(Data extracted from a collection)
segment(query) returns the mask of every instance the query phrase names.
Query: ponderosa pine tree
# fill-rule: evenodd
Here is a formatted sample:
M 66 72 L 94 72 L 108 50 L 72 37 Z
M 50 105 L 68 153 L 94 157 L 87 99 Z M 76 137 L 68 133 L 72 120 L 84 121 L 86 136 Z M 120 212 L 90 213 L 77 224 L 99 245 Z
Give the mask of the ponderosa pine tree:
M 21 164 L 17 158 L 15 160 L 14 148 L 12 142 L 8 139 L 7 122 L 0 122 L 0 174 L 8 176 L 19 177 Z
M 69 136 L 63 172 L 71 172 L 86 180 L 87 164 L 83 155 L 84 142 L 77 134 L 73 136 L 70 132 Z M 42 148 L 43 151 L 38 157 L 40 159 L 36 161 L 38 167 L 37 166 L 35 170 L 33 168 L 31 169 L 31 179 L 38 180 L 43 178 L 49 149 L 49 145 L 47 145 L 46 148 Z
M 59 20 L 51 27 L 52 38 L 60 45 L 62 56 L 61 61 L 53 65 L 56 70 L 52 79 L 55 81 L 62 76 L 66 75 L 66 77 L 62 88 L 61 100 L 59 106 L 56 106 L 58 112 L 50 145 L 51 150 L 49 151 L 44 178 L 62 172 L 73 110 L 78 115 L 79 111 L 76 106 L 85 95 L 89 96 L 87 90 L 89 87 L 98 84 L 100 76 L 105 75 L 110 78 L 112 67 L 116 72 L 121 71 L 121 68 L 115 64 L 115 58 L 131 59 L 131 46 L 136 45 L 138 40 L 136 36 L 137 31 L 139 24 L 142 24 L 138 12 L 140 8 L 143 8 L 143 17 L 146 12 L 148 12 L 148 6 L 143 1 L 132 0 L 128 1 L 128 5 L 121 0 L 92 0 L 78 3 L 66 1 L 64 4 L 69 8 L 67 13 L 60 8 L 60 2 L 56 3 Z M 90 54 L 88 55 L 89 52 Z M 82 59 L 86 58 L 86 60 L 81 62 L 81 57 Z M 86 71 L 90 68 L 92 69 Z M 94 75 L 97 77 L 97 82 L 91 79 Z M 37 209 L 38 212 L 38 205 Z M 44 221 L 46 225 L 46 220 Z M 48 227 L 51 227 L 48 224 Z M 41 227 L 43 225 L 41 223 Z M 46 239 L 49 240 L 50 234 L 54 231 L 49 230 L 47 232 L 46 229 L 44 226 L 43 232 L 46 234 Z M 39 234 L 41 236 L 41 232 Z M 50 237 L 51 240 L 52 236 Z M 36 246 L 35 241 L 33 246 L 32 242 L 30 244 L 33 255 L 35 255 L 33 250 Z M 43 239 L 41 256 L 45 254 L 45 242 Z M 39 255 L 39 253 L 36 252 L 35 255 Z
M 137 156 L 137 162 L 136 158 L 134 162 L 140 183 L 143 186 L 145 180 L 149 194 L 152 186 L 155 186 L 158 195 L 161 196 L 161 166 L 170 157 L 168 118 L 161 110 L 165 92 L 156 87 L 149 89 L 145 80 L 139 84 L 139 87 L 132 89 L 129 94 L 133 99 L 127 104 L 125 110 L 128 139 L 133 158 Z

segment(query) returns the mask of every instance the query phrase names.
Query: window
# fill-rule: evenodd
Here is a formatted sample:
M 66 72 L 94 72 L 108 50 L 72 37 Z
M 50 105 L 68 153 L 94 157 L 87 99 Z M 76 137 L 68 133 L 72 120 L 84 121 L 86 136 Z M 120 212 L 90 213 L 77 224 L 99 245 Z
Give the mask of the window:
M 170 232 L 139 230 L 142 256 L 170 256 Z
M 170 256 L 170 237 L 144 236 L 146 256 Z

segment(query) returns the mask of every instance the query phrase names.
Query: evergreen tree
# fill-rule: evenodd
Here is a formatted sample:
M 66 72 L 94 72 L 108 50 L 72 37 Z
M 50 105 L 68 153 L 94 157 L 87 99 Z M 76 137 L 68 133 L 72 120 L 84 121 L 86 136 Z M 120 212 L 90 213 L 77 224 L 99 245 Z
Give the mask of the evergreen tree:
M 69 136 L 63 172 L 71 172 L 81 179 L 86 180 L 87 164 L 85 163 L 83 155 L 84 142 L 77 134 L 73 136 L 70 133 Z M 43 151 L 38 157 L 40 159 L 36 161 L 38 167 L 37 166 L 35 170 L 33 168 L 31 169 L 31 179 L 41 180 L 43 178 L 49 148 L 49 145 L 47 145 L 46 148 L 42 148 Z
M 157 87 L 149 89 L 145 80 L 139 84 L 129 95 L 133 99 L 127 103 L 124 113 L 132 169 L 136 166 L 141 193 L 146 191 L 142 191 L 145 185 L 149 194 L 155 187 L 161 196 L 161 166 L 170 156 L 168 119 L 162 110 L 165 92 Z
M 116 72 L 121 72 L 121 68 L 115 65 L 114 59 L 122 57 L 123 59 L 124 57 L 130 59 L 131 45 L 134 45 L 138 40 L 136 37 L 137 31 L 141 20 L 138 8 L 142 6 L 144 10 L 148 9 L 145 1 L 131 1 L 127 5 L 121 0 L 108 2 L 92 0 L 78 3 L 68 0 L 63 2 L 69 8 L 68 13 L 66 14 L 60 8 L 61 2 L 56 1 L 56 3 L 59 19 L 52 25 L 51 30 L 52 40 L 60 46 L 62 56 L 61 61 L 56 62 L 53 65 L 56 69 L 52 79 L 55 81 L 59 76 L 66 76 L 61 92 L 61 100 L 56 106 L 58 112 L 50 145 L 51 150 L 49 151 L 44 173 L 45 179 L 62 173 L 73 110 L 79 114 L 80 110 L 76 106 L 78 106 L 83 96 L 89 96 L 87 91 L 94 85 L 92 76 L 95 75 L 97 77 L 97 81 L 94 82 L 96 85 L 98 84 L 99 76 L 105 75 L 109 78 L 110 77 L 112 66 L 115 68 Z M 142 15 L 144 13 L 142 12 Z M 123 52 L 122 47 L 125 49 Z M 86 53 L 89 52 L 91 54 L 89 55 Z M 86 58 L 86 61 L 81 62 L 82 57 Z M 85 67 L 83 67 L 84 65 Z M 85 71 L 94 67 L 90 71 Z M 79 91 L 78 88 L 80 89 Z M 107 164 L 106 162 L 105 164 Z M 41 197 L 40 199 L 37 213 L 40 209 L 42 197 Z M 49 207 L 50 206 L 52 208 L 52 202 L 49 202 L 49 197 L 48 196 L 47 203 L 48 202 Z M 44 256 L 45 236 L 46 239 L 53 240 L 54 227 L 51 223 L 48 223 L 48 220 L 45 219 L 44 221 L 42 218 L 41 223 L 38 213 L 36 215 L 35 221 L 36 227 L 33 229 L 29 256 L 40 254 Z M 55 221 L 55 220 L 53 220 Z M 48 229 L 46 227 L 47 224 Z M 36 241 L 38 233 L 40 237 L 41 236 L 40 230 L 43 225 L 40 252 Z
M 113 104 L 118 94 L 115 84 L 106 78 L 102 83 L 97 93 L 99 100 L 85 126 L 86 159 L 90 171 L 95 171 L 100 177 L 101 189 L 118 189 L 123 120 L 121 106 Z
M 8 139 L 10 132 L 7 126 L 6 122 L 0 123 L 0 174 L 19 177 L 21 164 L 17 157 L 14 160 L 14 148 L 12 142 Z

* What is required
Copy the listing from its first line through the line that contains "M 21 164 L 17", keeping every character as it appears and including both of those lines.

* Response
segment(query) returns the mask of every instance the query phrase names.
Query: ponderosa pine tree
# fill-rule: evenodd
Here is a formatted sample:
M 66 72 L 94 72 L 108 50 L 72 37 Z
M 50 105 L 68 153 L 94 157 L 87 99 Z M 76 137 L 68 133 L 72 120 L 84 121 L 86 136 Z M 120 212 L 90 213 L 77 224 L 99 245 Z
Give the mask of the ponderosa pine tree:
M 21 164 L 17 158 L 15 160 L 14 148 L 12 142 L 8 139 L 7 122 L 0 122 L 0 174 L 8 176 L 19 177 Z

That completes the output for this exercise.